* Task instructions:
- 1) Edit the write-up on frontend validation for coding agents from "Agent writes component" to "with own scripts.", inclusive, changing "token-hungry" to "token-heavy" throughout that span.
- 2) Proceed with the write-up on frontend validation for coding agents, picking up after its final sentence.

* Given passage:
There are also some readiness models going around and until we have a more mature one, this Agent Readiness Model by Factory is a general nice overview.

Level	Name	Description	Example Criteria
1	Functional	Code runs, but requires manual setup and lacks automated validation. Basic tooling that every repository should have.	README, linter, type checker, unit tests
2	Documented	Basic documentation and process exist. Workflows are written down and some automation is in place.	AGENTS.md, devcontainer, pre-commit hooks, branch protection
3	Standardized	Clear processes are defined, documented, and enforced through automation. Development is standardized across the organization.	Integration tests, secret scanning, distributed tracing, metrics
4	Optimized	Fast feedback loops and data-driven improvement. Systems are designed for productivity and measured continuously.	Fast CI feedback, regular deployment frequency, flaky test detection
5	Autonomous	Systems are self-improving with sophisticated orchestration. Complex requirements decompose automatically into parallelized execution.	Self-improving systems

Source: https://docs.factory.ai/web/agent-readiness/overview#the-5-readiness-levels

We’d place ourselves somewhere between level 3 and 4 — our processes are standardized and enforced through automation, but we’re still working toward systematic flaky test detection.

Frontend Validation: Closing the Visual Feedback Loop

In Vol. 1, we focused heavily on backend workflows as they’re more straightforward to validate with existing tools. Frontend work, however, presents a unique challenge: How do you validate visual output without a human in the loop?

For a while, agentic frontend coding lagged behind in our team. The agent can write frontend code, but without visual feedback, they can’t validate if it works. This creates a cumbersome loop:

Agent writes component
You open browser, check it
Report back: “The button is misaligned” or pastes a screenshot
Agent adjusts
Repeat

This manual validation step becomes a bottleneck and drains the attention from the developer, who has to act as a proxy for the agent’s eyes. Luckily, browser use tools are evolving rapidly and we’ve experimented with:

Claude + Chrome extension: Super easy to set up and use, but token-hungry. A great starting point to see what is possible.
agent browser: Agent-friendly (headless) browser use CLI. Offers structured snapshot and clear output, cuts a lot of noise. Has a nice auth vault in place, too. Our champion at the moment.
dev-browser skill: This was the first tool we used on our CI. Less token-hungry than the mcps and easy to extend with own scripts.

The first time it fixes a bug completely on its own by verifying its work was a magical moment✨. But as often with magical AI moments, it quickly became the new normal and we quickly faced new challenges 😅:

headless environments: to fully leverage frontend validation, we want to bring it into our CI pipelines
token usage: navigating a browser and validating screenshots is token intensive, so we need to be strategic about when to use it or how to isolate it. Tools like agent-browser are great as they have baked-in backpressure compared to the playwright-mcp.
auth and setup scripts: You want to give the agent the ability to start from a clean and well-designed state.
missing product knowledge: It’s very tedious if the agent needs to “explore” the product by UI again, to know how to do certain things. For example, it should of course detect and use the buttons on the page, but it shouldn’t learn on the fly that it needs to go to configuration to create form template in order to create forms in our software. This must either be provided as knowledge (see next section) or ruled out as a task for the agent.

We’re still refining this, but it’s a massive leap forward.

Photo-based referring expression data
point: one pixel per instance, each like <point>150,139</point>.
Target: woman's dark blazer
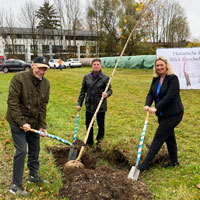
<point>169,96</point>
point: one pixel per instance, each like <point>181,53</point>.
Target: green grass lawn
<point>124,123</point>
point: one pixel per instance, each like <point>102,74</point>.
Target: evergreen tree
<point>48,17</point>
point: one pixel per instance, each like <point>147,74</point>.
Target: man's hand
<point>44,132</point>
<point>26,127</point>
<point>78,108</point>
<point>104,94</point>
<point>152,110</point>
<point>146,108</point>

* Answers:
- 1)
Agent writes component
You open browser, check it
Report back: “The button is misaligned” or pastes a screenshot
Agent adjusts
Repeat

This manual validation step becomes a bottleneck and drains the attention from the developer, who has to act as a proxy for the agent’s eyes. Luckily, browser use tools are evolving rapidly and we’ve experimented with:

Claude + Chrome extension: Super easy to set up and use, but token-heavy. A great starting point to see what is possible.
agent browser: Agent-friendly (headless) browser use CLI. Offers structured snapshot and clear output, cuts a lot of noise. Has a nice auth vault in place, too. Our champion at the moment.
dev-browser skill: This was the first tool we used on our CI. Less token-heavy than the mcps and easy to extend with own scripts.

- 2)
Missed potential: Skills and documentation

We were kinda slow adopters of skills, as it was not entirely clear to us how they fit into our existing commands and tooling. Now, we’re building more and more skills specifically tailored for our use cases. Some general recommendations:

Basic:
- keep the SKILL.md focused up to max 200 lines. For everything else, use progressive disclosure with references.
- skills are not just markdown files. Put your agent-friendly or vibe-coded helper scripts there.
- the description field in the metadata is crucial. It is for the agent, not for humans, to check when to invoke it.
- speaking of invocation: Don’t expect agents to call skills autonomously.
Skill content:
- Everything that you notice you have to explain repeatedly to the agent, could be a good candidate for a skill.
- Project-specific patterns or how to deal with certain processes can be nicely encapsulated in skills. Often you find yourself following an implicit or maybe explicit process in doing things, e.g. spec -> plan -> implement -> validate -> review, babysit PRs, bug-hunting involving several systems etc. Take your time and document them in skills and maybe later into entire processes!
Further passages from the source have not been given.